> _Recorded data_
--------------------------------
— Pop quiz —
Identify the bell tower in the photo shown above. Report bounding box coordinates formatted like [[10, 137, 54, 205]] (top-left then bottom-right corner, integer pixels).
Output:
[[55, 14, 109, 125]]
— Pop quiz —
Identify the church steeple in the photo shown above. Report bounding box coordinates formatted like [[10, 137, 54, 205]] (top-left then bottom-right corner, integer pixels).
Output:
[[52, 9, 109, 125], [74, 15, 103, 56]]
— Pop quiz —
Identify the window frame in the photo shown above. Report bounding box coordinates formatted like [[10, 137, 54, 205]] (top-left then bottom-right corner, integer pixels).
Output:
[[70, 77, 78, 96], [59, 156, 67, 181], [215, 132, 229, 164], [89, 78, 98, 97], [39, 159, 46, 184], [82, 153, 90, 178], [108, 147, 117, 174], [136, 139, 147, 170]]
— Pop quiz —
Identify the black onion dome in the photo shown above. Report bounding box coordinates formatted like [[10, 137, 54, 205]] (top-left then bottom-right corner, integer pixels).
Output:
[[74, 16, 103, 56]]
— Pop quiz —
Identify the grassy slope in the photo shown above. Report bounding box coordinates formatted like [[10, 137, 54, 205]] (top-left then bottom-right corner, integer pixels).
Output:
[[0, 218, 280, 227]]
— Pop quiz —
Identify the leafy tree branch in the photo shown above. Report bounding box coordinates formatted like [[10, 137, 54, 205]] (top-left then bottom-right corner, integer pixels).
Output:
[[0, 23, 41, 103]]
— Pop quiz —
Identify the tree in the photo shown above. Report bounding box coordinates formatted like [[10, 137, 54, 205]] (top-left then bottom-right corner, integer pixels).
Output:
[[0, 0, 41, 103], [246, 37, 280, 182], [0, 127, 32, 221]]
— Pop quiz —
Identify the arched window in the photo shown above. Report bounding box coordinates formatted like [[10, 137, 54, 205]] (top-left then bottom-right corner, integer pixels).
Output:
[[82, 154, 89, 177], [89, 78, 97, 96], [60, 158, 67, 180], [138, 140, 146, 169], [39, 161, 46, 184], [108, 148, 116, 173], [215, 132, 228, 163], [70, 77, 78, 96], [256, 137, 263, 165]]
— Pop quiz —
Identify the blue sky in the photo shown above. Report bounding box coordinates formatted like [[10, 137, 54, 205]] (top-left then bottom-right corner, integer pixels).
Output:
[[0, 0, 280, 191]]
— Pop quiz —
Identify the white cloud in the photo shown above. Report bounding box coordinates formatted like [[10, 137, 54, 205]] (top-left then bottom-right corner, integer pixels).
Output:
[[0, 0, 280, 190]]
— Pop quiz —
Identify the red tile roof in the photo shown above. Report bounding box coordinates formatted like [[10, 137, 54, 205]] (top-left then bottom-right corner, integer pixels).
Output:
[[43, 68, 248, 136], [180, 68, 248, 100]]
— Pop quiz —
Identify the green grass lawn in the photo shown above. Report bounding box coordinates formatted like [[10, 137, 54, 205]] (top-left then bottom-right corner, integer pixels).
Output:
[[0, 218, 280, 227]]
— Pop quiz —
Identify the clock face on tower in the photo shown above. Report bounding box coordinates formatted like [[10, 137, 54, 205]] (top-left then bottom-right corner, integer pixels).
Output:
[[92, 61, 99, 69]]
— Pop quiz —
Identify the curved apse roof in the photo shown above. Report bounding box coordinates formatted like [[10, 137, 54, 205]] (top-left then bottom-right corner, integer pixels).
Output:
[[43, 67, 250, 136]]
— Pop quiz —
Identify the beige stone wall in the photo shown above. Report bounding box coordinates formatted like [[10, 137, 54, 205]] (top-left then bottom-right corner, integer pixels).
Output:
--------------------------------
> _Stated exercise_
Edit the lines above so that each "Pop quiz" becomes "Short test", and keep everything else identical.

> _Full output_
— Short test —
Identify the bell tower in the photo shown above. Report bounding box coordinates formatted like [[10, 137, 54, 205]] (top-left then bottom-right corner, integer pixels).
Output:
[[55, 14, 109, 125]]
— Short test —
Identify the church steeple in the photo shown above. Report bounding box coordinates formatted like [[10, 137, 54, 205]] (top-left then bottom-right corner, integer pixels).
Output:
[[52, 9, 109, 125], [74, 15, 103, 56]]
— Short test —
Identify the window frame in the photo shown above. Report bounding box coordinates formatted like [[10, 137, 54, 205]] (top-left then bottom-right corner, integer pixels).
Output:
[[70, 77, 78, 96], [59, 156, 67, 181], [215, 132, 229, 164], [89, 78, 98, 97], [39, 159, 46, 184], [82, 153, 90, 178], [108, 147, 117, 174], [136, 139, 147, 170]]
— Short test —
Identify the black onion dome in the photo shown above. Report bounding box coordinates formatted like [[10, 137, 54, 205]] (top-left then bottom-right corner, integer pixels).
Output:
[[74, 16, 103, 56]]
— Short test —
Identify the grassy slope in the photo shown above. Report bounding box coordinates formatted like [[10, 137, 54, 205]] (top-left then bottom-right corner, integer pixels).
Output:
[[0, 218, 280, 227]]
— Short test —
Identify the leafy tree branch in the photo shown above. Report bounding box coordinates formatted like [[10, 137, 54, 205]] (top-left then bottom-right corner, integer pixels).
Output:
[[0, 23, 41, 103]]
— Short test —
Identify the tree in the photo shown above. Report bounding box coordinates formatted like [[10, 137, 54, 205]] (top-left then bottom-right corner, integer pixels).
Output:
[[0, 0, 41, 103], [246, 37, 280, 182], [0, 127, 32, 221]]
— Short test —
Identify the arched window in the photo shown above. Report bounding box coordinates formatted like [[10, 137, 54, 205]] (top-left then bottom-right corner, integer pixels).
Output:
[[82, 154, 89, 177], [89, 78, 97, 96], [60, 158, 67, 180], [138, 140, 146, 169], [39, 161, 46, 184], [108, 148, 116, 173], [215, 132, 228, 163], [70, 77, 78, 96], [256, 137, 263, 165]]
— Short test —
Identify the blue sky in the photo shown above. Report bounding box coordinates formatted like [[10, 137, 54, 205]] (top-left then bottom-right corner, integer pixels).
Output:
[[0, 0, 280, 191]]
— Short test —
Identify the white cloud in the photo shown above. Report bounding box coordinates formatted like [[10, 137, 54, 205]] (top-left then bottom-right corner, integer pixels).
Output:
[[0, 0, 280, 190]]
— Short test —
Identify the red tile roof in the photo shown above. Report bounding box coordinates formatted like [[10, 137, 54, 205]] (top-left then bottom-right corner, integer pixels).
Output:
[[43, 68, 248, 136], [180, 68, 248, 100]]
— Short test —
Identify the green grass lawn in the photo shown above. Report bounding box coordinates formatted like [[10, 137, 54, 205]] (top-left then bottom-right corner, integer pixels).
Output:
[[0, 218, 280, 227]]
— Short test —
Identify the clock face on tower in the photo shown above. Report bounding box coordinates formatted like [[10, 137, 54, 205]] (top-left then bottom-right corner, integer pixels).
Output:
[[92, 61, 99, 69]]
— Short test —
Identify the curved apse roof in the photo shown above. Report bounding box coordinates formatted like [[10, 137, 54, 205]] (top-left then bottom-right corner, integer pixels).
Output:
[[43, 67, 250, 136]]
— Short test —
Identify the beige stone wall in the photo shown above. Report bounding box coordinates formatted like [[10, 137, 54, 205]] (top-left then bottom-right corner, integer pixels).
Output:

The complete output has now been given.